[Entries shown]
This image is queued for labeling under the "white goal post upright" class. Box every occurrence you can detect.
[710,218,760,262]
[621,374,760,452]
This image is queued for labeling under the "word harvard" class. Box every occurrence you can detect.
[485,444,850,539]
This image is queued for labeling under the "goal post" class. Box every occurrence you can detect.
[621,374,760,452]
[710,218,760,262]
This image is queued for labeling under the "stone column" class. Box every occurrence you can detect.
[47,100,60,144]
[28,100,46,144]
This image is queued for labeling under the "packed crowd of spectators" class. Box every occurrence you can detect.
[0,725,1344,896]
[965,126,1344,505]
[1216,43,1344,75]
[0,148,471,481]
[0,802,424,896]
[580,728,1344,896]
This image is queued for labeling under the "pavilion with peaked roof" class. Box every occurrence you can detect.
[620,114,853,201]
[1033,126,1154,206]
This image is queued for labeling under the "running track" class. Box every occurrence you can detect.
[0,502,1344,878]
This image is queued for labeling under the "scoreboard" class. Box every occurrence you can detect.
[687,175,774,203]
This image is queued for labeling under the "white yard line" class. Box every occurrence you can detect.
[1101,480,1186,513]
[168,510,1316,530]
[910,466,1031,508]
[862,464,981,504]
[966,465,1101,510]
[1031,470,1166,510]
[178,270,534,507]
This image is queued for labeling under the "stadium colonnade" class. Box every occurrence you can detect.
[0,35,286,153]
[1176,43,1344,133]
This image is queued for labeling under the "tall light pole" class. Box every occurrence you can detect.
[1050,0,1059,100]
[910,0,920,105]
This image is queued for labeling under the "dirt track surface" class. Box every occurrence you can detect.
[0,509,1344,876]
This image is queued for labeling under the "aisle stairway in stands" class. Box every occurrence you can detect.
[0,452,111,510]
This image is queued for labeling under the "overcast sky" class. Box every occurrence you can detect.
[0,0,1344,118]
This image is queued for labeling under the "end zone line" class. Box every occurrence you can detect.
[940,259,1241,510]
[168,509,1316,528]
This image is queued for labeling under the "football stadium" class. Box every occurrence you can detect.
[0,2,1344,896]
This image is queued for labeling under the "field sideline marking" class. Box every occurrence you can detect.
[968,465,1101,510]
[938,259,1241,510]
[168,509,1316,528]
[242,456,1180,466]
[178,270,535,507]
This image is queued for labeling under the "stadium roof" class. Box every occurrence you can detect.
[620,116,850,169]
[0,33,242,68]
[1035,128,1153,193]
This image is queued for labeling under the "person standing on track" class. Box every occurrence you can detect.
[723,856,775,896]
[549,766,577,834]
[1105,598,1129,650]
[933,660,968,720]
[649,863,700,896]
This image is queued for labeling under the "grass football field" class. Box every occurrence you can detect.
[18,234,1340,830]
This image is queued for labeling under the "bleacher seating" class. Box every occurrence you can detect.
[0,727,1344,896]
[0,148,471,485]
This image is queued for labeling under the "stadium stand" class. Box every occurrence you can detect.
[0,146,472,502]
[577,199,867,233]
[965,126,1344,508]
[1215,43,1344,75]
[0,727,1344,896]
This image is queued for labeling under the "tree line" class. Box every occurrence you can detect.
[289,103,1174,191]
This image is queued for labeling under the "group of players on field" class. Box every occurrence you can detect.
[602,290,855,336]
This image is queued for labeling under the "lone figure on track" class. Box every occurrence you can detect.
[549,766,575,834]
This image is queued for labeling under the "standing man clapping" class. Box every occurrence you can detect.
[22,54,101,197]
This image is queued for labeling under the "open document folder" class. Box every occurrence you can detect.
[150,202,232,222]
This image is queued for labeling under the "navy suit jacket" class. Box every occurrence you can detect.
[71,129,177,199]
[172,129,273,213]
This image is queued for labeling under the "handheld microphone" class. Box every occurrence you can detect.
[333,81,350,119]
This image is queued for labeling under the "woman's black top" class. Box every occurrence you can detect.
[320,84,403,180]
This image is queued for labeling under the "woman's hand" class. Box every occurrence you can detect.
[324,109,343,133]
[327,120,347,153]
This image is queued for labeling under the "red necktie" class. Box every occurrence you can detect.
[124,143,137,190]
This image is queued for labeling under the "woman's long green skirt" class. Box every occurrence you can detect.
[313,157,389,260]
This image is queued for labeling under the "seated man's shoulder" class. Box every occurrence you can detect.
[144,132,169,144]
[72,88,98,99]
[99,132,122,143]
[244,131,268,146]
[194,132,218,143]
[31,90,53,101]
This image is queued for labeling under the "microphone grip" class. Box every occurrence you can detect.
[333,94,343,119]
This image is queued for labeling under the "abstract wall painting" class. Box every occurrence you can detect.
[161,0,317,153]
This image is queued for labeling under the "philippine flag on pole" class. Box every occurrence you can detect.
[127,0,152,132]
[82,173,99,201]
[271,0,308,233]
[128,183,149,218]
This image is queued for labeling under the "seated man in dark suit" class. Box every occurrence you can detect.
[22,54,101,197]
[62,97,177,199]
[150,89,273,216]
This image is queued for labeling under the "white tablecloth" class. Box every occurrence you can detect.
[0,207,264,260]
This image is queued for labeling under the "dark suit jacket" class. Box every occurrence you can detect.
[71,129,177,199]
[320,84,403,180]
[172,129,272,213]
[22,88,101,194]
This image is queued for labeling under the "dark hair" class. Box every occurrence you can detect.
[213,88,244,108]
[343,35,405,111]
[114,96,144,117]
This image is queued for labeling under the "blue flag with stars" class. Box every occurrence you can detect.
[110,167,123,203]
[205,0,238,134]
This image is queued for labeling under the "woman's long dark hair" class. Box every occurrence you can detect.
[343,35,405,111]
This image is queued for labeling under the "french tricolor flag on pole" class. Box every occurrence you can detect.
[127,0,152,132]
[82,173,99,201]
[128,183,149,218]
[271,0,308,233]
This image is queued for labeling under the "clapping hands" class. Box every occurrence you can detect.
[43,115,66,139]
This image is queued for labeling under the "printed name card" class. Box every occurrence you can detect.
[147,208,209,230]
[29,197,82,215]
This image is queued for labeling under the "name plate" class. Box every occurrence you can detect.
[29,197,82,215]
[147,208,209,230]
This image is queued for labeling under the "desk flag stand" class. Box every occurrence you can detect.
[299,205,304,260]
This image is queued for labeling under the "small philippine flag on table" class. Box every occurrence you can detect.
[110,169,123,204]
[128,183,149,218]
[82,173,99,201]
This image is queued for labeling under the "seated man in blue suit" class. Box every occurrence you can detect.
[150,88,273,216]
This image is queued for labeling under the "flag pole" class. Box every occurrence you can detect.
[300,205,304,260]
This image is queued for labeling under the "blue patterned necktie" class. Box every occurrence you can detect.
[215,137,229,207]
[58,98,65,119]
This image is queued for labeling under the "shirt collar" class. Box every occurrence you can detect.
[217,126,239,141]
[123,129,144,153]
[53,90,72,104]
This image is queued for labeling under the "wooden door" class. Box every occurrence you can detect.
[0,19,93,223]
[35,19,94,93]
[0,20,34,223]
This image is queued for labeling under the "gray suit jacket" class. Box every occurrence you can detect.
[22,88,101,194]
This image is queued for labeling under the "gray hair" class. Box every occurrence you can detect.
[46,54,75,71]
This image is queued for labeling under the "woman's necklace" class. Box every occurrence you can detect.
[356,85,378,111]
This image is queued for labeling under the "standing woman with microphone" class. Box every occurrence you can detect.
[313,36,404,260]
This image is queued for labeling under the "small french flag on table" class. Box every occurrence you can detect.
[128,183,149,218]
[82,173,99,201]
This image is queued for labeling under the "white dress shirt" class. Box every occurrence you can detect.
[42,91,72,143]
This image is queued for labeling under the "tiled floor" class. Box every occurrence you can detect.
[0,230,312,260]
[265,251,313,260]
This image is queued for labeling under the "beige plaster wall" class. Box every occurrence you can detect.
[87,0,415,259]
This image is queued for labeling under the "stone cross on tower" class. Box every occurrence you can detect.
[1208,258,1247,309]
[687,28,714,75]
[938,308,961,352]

[Set problem]
Render every one of the records above as a Markdown table with two columns, Row and Record. Put a row number in the first column and the line in the second, and omit blank lines.

[Completed exercise]
| Row | Record |
|---|---|
| 1 | This image is queued for labeling under the "white goal post upright" class. Box every occurrence you can detect. |
| 2 | [710,218,760,262] |
| 3 | [621,374,760,452] |
| 4 | This image is queued for labeling under the "word harvard" class. Box every occurrence you can detect. |
| 5 | [485,444,850,539] |
| 6 | This image is queued for labeling under the "goal post" class. Box every occurrence you can detect. |
| 7 | [621,374,760,452] |
| 8 | [710,218,760,262] |
| 9 | This image is queued for labeling under the "stone column" class. Box every occurrence you can detect. |
| 10 | [47,100,60,144] |
| 11 | [28,100,46,144] |
| 12 | This image is queued for labeling under the "packed crowd of spectators" class. Box every occurrence you can detect. |
| 13 | [0,725,1344,896] |
| 14 | [965,126,1344,505] |
| 15 | [1216,43,1344,75] |
| 16 | [0,148,471,481] |
| 17 | [0,802,424,896] |
| 18 | [580,728,1344,896] |
| 19 | This image is queued for labeling under the "pavilion with peaked roof" class. Box every occurrence you can detect. |
| 20 | [620,114,853,201] |
| 21 | [1033,126,1154,206] |
| 22 | This image is queued for labeling under the "running track" class. Box every occurrence you can detect. |
| 23 | [0,502,1344,878] |
| 24 | This image is queued for labeling under the "scoreboard" class. Box every occurrence you can detect. |
| 25 | [687,175,774,203] |
| 26 | This image is queued for labeling under the "white yard line" class. Box every occurrence you can detect. |
| 27 | [1101,480,1186,513] |
| 28 | [168,510,1316,530] |
| 29 | [910,466,1031,508] |
| 30 | [862,464,981,504] |
| 31 | [966,465,1101,510] |
| 32 | [1031,470,1166,510] |
| 33 | [178,270,534,507] |
| 34 | This image is queued for labeling under the "stadium colonnade" class. Box every occurrence you can detect. |
| 35 | [0,35,286,153] |
| 36 | [1176,43,1344,133] |
| 37 | This image is queued for labeling under the "tall light pole" class. Box every occurrence you can detect. |
| 38 | [1050,0,1059,100] |
| 39 | [910,0,920,105] |
| 40 | This image is queued for labeling under the "dirt track surface" class. Box every occurrence you can detect. |
| 41 | [0,509,1344,876] |
| 42 | This image is queued for labeling under the "aisle stairway in stands" class. Box every occurrence you can detect. |
| 43 | [0,452,111,510] |
| 44 | This image is queued for labeling under the "overcast sky" class. Box every occurrence you can detect. |
| 45 | [0,0,1344,118] |
| 46 | This image is queued for labeling under the "end zone line" class. Box every occurrence you can detect. |
| 47 | [940,259,1241,510] |
| 48 | [168,509,1316,528] |
| 49 | This image is queued for labeling under the "football stadium" class. Box every occurrence you can detect. |
| 50 | [0,2,1344,896] |
| 51 | This image is queued for labeling under the "field sideline marking" class. Box every occurrence you can detect. |
| 52 | [968,465,1101,510] |
| 53 | [938,259,1241,510] |
| 54 | [168,509,1316,528] |
| 55 | [242,456,1180,466] |
| 56 | [178,270,535,507] |
| 57 | This image is queued for labeling under the "stadium roof" class. Box every occurrence you can detect. |
| 58 | [620,116,850,169] |
| 59 | [0,33,242,68] |
| 60 | [1035,128,1153,193] |
| 61 | This image is queued for labeling under the "person standing on track" class. Box every occurrence you can detect. |
| 62 | [723,856,775,896] |
| 63 | [549,766,577,834] |
| 64 | [1105,598,1129,650] |
| 65 | [933,660,968,720] |
| 66 | [649,863,700,896] |
| 67 | This image is queued for labeling under the "grass football field" class. Box every occurrence you can detect. |
| 68 | [18,234,1340,830] |
| 69 | This image is queued for labeling under the "bleacher seating" class. Box every occurrence you can detect. |
| 70 | [0,727,1344,896] |
| 71 | [0,148,471,485] |
| 72 | This image is queued for labeling under the "stadium stand" class. Box every occurrence you can detect. |
| 73 | [0,146,472,502] |
| 74 | [577,199,867,233] |
| 75 | [965,126,1344,508] |
| 76 | [1215,43,1344,75] |
| 77 | [0,727,1344,896] |
| 78 | This image is queued for labeling under the "tree line" class. Box every occurrence you can detect. |
| 79 | [289,103,1174,191] |
| 80 | This image is queued for labeling under the "group of players on field" class. Box every occurrence you can detect. |
| 81 | [602,290,855,336] |
| 82 | This image is queued for labeling under the "lone figure on track" class. Box every occurrence you can detect. |
| 83 | [549,766,575,834] |
| 84 | This image is queued for labeling under the "standing man clapping" class. Box every occurrence you can detect. |
| 85 | [22,54,101,197] |
| 86 | This image is queued for labeling under the "open document folder" class. Box every occurrence you can detect. |
| 87 | [150,202,232,222] |
| 88 | This image is queued for labeling under the "navy suit jacket" class. Box every occurrence you can detect. |
| 89 | [71,129,177,199] |
| 90 | [172,129,273,213] |
| 91 | This image is queued for labeling under the "handheld microphone" class. Box every occurrence you can detect. |
| 92 | [333,81,350,119] |
| 93 | This image is queued for labeling under the "woman's black top" class. Box every occurrence you can detect. |
| 94 | [320,84,403,180] |
| 95 | This image is queued for labeling under the "woman's hand" class. Box every occurrence you can detect. |
| 96 | [324,109,343,133] |
| 97 | [327,120,347,153] |
| 98 | This image is queued for labeling under the "red necktie" class. Box every occurrence you can detect. |
| 99 | [124,143,137,190] |
| 100 | This image is queued for labeling under the "woman's long green skirt" class. Box every occurrence you can detect. |
| 101 | [313,157,389,260] |
| 102 | This image is queued for labeling under the "seated man's shoulder" class. Box every occurrence you can detect. |
| 103 | [144,132,169,144] |
| 104 | [72,88,98,99] |
| 105 | [99,132,122,143] |
| 106 | [244,131,268,146] |
| 107 | [194,132,218,143] |
| 108 | [31,90,53,101] |
| 109 | This image is queued for labeling under the "microphone grip" class. Box every occurrence you can detect. |
| 110 | [333,94,343,119] |
| 111 | This image is queued for labeling under the "abstract wall painting" class. Box every occurrence you can detect. |
| 112 | [161,0,317,153] |
| 113 | This image is queued for labeling under the "philippine flag on pole" class. Box every occurrence you can detect. |
| 114 | [127,0,152,132] |
| 115 | [82,173,99,201] |
| 116 | [271,0,308,233] |
| 117 | [128,183,149,218] |
| 118 | This image is queued for labeling under the "seated man in dark suit" class. Box every occurrence you can detect. |
| 119 | [22,54,101,197] |
| 120 | [62,97,177,199] |
| 121 | [150,89,273,216] |
| 122 | This image is queued for labeling under the "white tablecloth" class. Box every occurrence you can detect. |
| 123 | [0,207,264,260] |
| 124 | This image is queued for labeling under the "dark suit jacket" class. Box every occurrence you can detect. |
| 125 | [71,129,177,199] |
| 126 | [320,84,403,180] |
| 127 | [172,129,272,213] |
| 128 | [22,88,101,194] |
| 129 | This image is queued for labeling under the "dark hair" class. Box every occurrence you can detect. |
| 130 | [213,88,244,108] |
| 131 | [343,35,405,111] |
| 132 | [114,96,144,117] |
| 133 | This image is queued for labeling under the "blue flag with stars" class. Box every occurrence you can detect. |
| 134 | [110,167,123,203] |
| 135 | [205,0,238,134] |
| 136 | This image is queued for labeling under the "woman's long dark hair" class. Box every occurrence you can detect. |
| 137 | [343,35,405,111] |
| 138 | This image is queued for labeling under the "french tricolor flag on pole" class. Box every occurrence you can detect. |
| 139 | [127,0,152,132] |
| 140 | [82,173,99,201] |
| 141 | [128,183,149,218] |
| 142 | [271,0,308,233] |
| 143 | This image is queued for labeling under the "clapping hands" class. Box every occurrence you can detect. |
| 144 | [43,115,66,139] |
| 145 | This image is queued for labeling under the "printed name card" class. Box every occurrence you can detect. |
| 146 | [147,208,209,230] |
| 147 | [29,197,82,215] |
| 148 | This image is queued for labeling under the "name plate" class. Box every occurrence you can detect. |
| 149 | [29,197,82,215] |
| 150 | [147,208,209,230] |
| 151 | This image is queued for labeling under the "desk flag stand" class. Box every occurrence you can detect. |
| 152 | [299,205,304,260] |
| 153 | This image is queued for labeling under the "small philippine flag on table" class. Box every occurrence you can detect. |
| 154 | [110,169,123,204] |
| 155 | [128,183,149,218] |
| 156 | [82,173,99,201] |
| 157 | This image is queued for labeling under the "seated man in blue suit" class. Box every occurrence you can detect. |
| 158 | [150,88,273,216] |
| 159 | This image is queued for labeling under the "flag pole" class. Box every occurrence you can detect. |
| 160 | [300,205,304,260] |
| 161 | This image is queued for labeling under the "blue patterned necktie" class. Box every occurrence you can detect. |
| 162 | [215,137,229,207] |
| 163 | [58,98,65,119] |
| 164 | This image is queued for labeling under the "shirt collar" class. Box every occurrence you can detect. |
| 165 | [217,126,239,141] |
| 166 | [123,129,144,153] |
| 167 | [53,90,72,104] |
| 168 | This image is queued for labeling under the "wooden door" class. Box every occurrence you can detect. |
| 169 | [0,19,93,223] |
| 170 | [35,19,94,93] |
| 171 | [0,20,34,223] |
| 172 | This image is queued for labeling under the "gray suit jacket" class. Box every occurrence you can detect. |
| 173 | [22,88,101,194] |
| 174 | This image is queued for labeling under the "gray hair" class. Box every occurrence you can detect. |
| 175 | [46,54,75,71] |
| 176 | This image is queued for labeling under the "woman's necklace" class. Box every occurrence you can detect. |
| 177 | [356,85,378,111] |
| 178 | This image is queued for labeling under the "standing woman with microphone" class. Box every occurrence you can detect. |
| 179 | [313,36,404,260] |
| 180 | This image is queued for labeling under the "small french flag on table" class. Box every occurrence you can detect. |
| 181 | [128,183,149,218] |
| 182 | [82,173,99,201] |
| 183 | This image is queued for labeling under the "white dress shirt" class. Box every occurrence you can detect. |
| 184 | [42,91,72,143] |
| 185 | This image is queued for labeling under the "tiled floor" class. Box every occurrence you can detect. |
| 186 | [0,230,312,260] |
| 187 | [265,251,313,260] |
| 188 | This image is queued for labeling under the "beige plaster wall" class. Box every occurrence you can detect. |
| 189 | [87,0,415,259] |
| 190 | This image is queued for labeling under the "stone cross on tower" class. Box every occurrence you can detect. |
| 191 | [1208,258,1247,309] |
| 192 | [687,28,714,75] |
| 193 | [938,308,961,352] |